__Work order__:
In the text on illness and prayer below, write out word for word everything from "My Dad is in" down to "inevitable viral invasion.".

My Dad is in ICU, my Mum is stranded in Washington DC, my wife and daughter are isolated with COVID, and I am hanging out in my basement doing my best to avoid the seemingly inevitable viral invasion.
Ever since I was born pre-mature, I have battled sickness. I am often the weak one, the patient, the cause of my family’s worry and concern. Over the years, I have learned that I am neither a good patient nor a helpful caregiver. My coping mechanism is to just ignore the problem and soldier on. The stiff upper lip and all that. That has, regrettably, been part of my culture and upbringing. But years of pastoral ministry, and also years of my own fight against sickness, has taught me a few meaningful truths:
When You Are Sick
Ask People to Pray: Don’t suffer in silence. James 5:14–16 tells us to alert the church. Why? God, in his kindness, has placed people in our lives who can pray for us, care for us, and help meet our needs. So share with your church how they can pray for you. Don’t just share a diagnosis, but let them know how you feel. If you are scared, if you are anxious, if you are tired, let’s pray about those things.

__Given data__:
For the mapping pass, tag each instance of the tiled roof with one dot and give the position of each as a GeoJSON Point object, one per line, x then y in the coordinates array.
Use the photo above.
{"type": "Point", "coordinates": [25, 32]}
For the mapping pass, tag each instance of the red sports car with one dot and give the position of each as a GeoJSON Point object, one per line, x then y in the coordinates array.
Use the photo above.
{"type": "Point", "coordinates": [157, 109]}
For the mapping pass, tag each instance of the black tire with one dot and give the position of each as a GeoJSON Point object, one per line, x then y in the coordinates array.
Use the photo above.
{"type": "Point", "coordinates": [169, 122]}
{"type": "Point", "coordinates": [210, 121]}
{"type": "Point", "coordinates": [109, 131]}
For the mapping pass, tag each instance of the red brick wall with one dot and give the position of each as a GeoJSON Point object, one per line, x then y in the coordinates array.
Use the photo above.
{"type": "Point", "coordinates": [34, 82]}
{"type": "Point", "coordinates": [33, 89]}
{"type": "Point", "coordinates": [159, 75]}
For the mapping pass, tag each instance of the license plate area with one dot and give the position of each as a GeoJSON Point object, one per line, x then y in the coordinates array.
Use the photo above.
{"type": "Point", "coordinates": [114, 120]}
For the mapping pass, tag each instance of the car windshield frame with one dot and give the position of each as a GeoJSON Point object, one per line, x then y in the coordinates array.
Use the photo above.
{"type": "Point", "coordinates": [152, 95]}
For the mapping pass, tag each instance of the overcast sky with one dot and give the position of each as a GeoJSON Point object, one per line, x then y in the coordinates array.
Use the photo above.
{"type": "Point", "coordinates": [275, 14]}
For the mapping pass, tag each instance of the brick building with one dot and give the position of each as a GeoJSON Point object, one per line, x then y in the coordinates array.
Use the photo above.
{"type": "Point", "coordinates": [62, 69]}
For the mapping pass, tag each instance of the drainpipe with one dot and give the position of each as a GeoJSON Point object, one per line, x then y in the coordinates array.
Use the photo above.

__Solved exercise__:
My Dad is in ICU, my Mum is stranded in Washington DC, my wife and daughter are isolated with COVID, and I am hanging out in my basement doing my best to avoid the seemingly inevitable viral invasion.